Transcreva sem mudar nada o trecho da notícia sobre o adjunto exonerado por João Galamba que começa nas palavras que contêm "Frederico Pinheiro, adjunto" e termina em "Ministério das Infraestruturas.".

#### [Texto da página]
====

Frederico Pinheiro, adjunto de João Galamba exonerado pelo ministro das Infraestruturas esta quarta-feira, coloca o seu antigo “patrão” em xeque, num comunicado divulgado à CNN Portugal, ao qual o Observador também teve entretanto acesso. O adjunto revela ter havido uma outra reunião, a 16 de janeiro, dois dias antes de Christine Ourmières-Widener ter ido ao parlamento, pela primeira vez, com a presença de João Galamba. E que terá sido mesmo o ministro a informar a então CEO da TAP que no dia seguinte (17 de janeiro) haveria uma reunião preparatória da audição (marcada para 18) entre o grupo parlamentar do PS (GPPS) e o Ministério das Infraestruturas.

“Entre outras interações, nessa reunião [de 16 de janeiro] o ministro das Infraestruturas [João Galamba] informa a CEO da TAP de que no dia seguinte se realizará uma reunião preparatória da audição parlamentar entre o GPPS e o Ministério das Infraestruturas”, lê-se no comunicado de Frederico Pinheiro, citado pela CNN Portugal.

====

#### [Material de partida]

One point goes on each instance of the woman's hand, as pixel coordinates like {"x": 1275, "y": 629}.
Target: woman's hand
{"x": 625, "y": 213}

====

#### [Resposta]
Frederico Pinheiro, adjunto de João Galamba exonerado pelo ministro das Infraestruturas esta quarta-feira, coloca o seu antigo “patrão” em xeque, num comunicado divulgado à CNN Portugal, ao qual o Observador também teve entretanto acesso. O adjunto revela ter havido uma outra reunião, a 16 de janeiro, dois dias antes de Christine Ourmières-Widener ter ido ao parlamento, pela primeira vez, com a presença de João Galamba. E que terá sido mesmo o ministro a informar a então CEO da TAP que no dia seguinte (17 de janeiro) haveria uma reunião preparatória da audição (marcada para 18) entre o grupo parlamentar do PS (GPPS) e o Ministério das Infraestruturas.